*DESCRIPTION OF THE TASK*
Count the lines in the data below that contain the string "coordinates", matching case exactly. Reply with the number only.

*MATERIAL FOR THIS EXERCISE*
<<<<

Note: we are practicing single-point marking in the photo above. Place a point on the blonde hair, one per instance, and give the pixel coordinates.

>>>>
<<<<

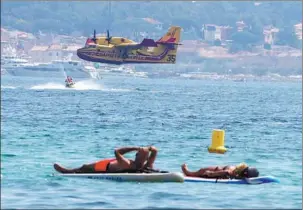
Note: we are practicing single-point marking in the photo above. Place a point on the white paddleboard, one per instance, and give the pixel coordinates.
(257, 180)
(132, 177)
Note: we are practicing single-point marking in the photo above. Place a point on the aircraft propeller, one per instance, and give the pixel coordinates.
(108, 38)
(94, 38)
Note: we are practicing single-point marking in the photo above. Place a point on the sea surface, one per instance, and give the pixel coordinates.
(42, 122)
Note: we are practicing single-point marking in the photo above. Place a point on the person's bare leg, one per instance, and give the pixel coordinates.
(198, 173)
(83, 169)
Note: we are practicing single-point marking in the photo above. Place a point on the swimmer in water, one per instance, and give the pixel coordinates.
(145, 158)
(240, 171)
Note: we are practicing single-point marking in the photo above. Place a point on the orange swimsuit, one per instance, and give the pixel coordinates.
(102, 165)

>>>>

*RESULT OF THE TASK*
7